**Problema 1**
No trecho de origem, troque "estradas" por "rodovias" em tudo de "A reclamação sobre" até "como escoar a produção." e escreva essa parte de novo.
**Problema 2**
Responda com base no trecho de origem:
(a) Quanto tempo os índios levam, em geral, para percorrer de carro 60 quilômetros?
(b) O que a comunidade Cumanã planta?
(c) Quantas regiões compõem Raposa Serra do Sol?

**Trecho de origem**
◇ ◇ ◇ ◇ ◇
A reclamação sobre a falta de manutenção das estradas é constante. Em geral, os índios levam até quatro horas para percorrer de carro uma distância de 60 quilômetros.
– A dificuldade que a gente enfrenta na minha comunidade, na comunidade de Cumanã, é com o transporte, para escoar a produção. Porque o que nós produzimos lá não tem como escoar, para trazer para outras comunidades – contou o tuxaua da comunidade Cumanã, Tarzan Alves. Tuxaua é a designação que os índios macuxis dão a seus líderes. A comunidade planta batata, mandioca, milho e banana, mas não tem como escoar a produção.
– Quando foi a época da luta, o governo do Estado disse que ia tirar as estradas, que ia tirar a educação e a gente viu isso. Com certeza vocês passaram por essas estradas. Tem muita buraqueira – reclamou Abel Lucena da Silva, o coordenador da Região da Serra, uma das oito que compõem Raposa Serra do Sol.
A falta de apoio do governo estadual à construção e manutenção das escolas e postos de saúde também é motivo de reclamação dos índios.
– Hoje tem umas construções das nossas escolas em que só existe a base. A saúde, o posto de saúde é construído pela própria comunidade – observa o líder.
◇ ◇ ◇ ◇ ◇
**Dados fornecidos**

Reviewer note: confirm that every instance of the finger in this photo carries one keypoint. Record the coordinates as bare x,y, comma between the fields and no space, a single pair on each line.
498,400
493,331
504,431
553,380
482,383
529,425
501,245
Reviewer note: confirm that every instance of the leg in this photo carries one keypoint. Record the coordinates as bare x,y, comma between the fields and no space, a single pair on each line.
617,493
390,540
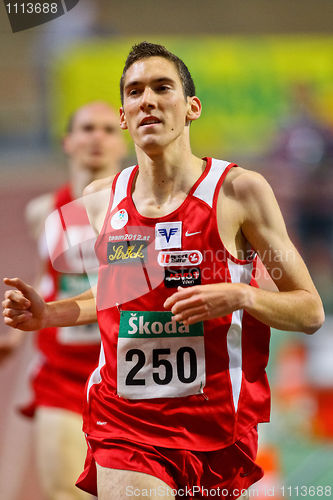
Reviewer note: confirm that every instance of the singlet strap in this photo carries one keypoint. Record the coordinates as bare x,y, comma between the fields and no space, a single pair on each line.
121,186
206,189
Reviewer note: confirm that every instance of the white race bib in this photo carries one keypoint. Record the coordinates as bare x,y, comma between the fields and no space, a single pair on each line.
158,357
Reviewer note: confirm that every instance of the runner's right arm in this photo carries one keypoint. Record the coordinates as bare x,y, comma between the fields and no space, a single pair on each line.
24,308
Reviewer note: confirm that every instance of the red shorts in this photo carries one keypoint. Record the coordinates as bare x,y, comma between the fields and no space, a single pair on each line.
222,473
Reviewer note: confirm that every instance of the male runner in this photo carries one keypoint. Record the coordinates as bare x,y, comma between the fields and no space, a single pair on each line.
177,397
94,147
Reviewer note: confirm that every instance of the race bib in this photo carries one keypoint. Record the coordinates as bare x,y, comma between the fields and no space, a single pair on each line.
158,357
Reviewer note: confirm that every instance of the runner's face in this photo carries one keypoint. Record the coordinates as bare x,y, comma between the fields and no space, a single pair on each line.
155,110
96,140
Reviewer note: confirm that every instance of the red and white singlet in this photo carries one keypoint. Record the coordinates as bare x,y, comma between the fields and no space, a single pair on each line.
200,387
66,356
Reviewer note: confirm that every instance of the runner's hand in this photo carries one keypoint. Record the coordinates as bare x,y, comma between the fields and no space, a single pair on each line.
23,307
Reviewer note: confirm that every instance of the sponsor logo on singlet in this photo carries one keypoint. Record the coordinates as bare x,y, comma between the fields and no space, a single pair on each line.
168,235
182,277
181,258
126,252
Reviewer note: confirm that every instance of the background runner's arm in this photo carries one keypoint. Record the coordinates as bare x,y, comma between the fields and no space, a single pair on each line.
24,308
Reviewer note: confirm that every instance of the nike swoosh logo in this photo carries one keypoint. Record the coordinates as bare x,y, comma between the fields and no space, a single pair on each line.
192,234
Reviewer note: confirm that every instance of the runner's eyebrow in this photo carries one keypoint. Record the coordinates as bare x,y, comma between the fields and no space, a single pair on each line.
164,79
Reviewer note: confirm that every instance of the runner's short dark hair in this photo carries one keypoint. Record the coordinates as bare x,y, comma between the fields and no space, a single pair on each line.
144,50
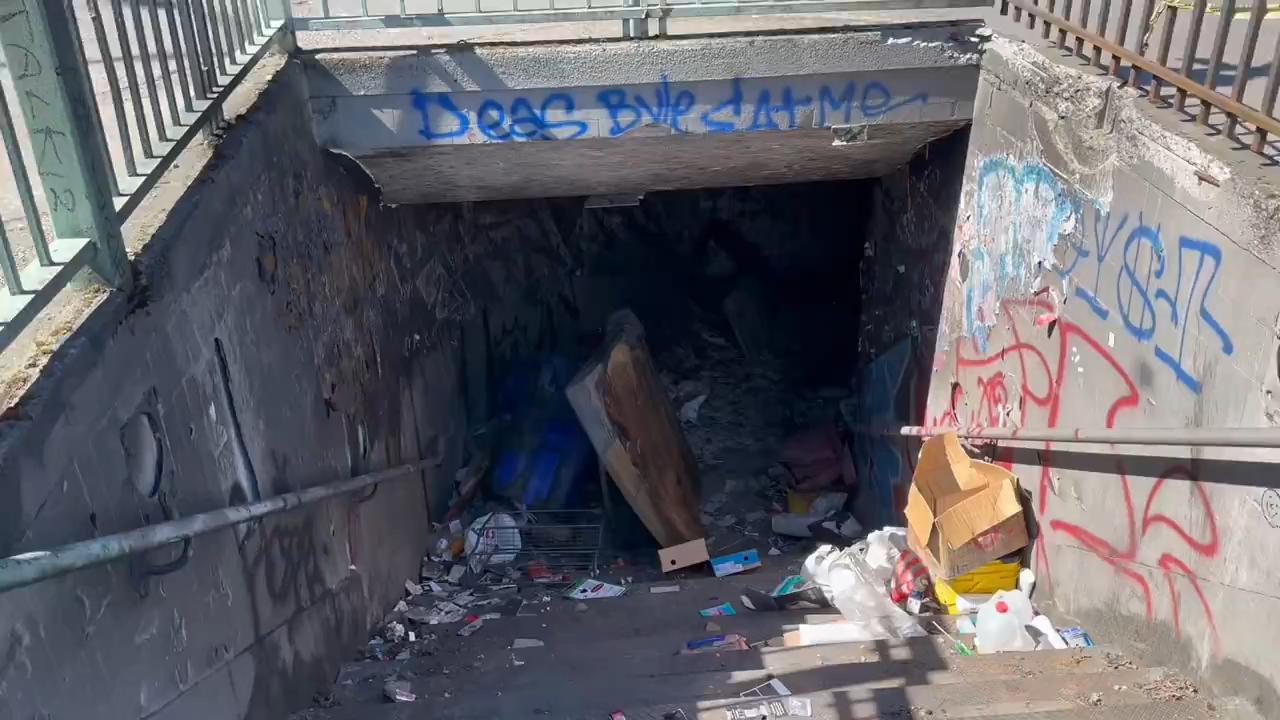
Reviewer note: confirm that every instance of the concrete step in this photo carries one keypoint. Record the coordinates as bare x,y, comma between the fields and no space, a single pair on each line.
831,688
650,665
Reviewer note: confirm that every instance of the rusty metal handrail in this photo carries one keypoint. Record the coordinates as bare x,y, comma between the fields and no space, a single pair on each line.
1262,119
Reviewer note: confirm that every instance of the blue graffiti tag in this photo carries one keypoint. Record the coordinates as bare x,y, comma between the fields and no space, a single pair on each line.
615,112
667,108
1156,294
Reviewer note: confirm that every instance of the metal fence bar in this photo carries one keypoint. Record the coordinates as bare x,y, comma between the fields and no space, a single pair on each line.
1191,48
179,58
45,55
618,13
1166,40
149,72
213,16
113,83
31,568
208,117
56,99
8,265
131,74
1246,63
1121,35
240,26
163,57
229,40
1104,17
1139,42
1207,94
1084,22
1061,33
18,164
1215,57
1269,98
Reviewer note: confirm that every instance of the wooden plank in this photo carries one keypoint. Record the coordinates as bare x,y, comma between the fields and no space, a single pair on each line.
624,408
684,555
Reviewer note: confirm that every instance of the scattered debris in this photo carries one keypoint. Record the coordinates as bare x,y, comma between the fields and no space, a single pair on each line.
689,410
720,610
773,688
593,589
1170,688
983,495
393,632
792,593
1077,637
716,643
398,691
1116,661
736,563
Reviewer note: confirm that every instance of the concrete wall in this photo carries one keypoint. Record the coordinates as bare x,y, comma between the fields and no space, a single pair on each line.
432,124
1109,272
286,332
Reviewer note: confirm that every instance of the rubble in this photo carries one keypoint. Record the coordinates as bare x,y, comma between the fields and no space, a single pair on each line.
398,691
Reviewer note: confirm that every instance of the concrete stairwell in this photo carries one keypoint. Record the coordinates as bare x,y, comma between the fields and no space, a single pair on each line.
621,655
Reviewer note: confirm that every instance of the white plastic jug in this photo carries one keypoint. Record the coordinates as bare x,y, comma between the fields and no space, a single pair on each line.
1002,623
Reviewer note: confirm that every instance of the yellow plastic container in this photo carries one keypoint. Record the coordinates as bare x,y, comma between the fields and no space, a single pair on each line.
977,586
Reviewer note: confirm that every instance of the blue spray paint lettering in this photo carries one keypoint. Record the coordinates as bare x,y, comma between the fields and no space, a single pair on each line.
1155,296
667,108
1142,326
424,101
1206,253
732,105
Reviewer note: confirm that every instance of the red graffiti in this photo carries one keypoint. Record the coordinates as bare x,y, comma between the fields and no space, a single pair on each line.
1043,381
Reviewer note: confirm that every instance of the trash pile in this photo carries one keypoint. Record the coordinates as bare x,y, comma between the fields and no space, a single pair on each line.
960,555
◇ ◇ ◇ ◇ ◇
**Resposta do exercício 1**
A reclamação sobre a falta de manutenção das rodovias é constante. Em geral, os índios levam até quatro horas para percorrer de carro uma distância de 60 quilômetros.
– A dificuldade que a gente enfrenta na minha comunidade, na comunidade de Cumanã, é com o transporte, para escoar a produção. Porque o que nós produzimos lá não tem como escoar, para trazer para outras comunidades – contou o tuxaua da comunidade Cumanã, Tarzan Alves. Tuxaua é a designação que os índios macuxis dão a seus líderes. A comunidade planta batata, mandioca, milho e banana, mas não tem como escoar a produção.

**Resposta do exercício 2**
(a) Até quatro horas.
(b) Batata, mandioca, milho e banana.
(c) Oito.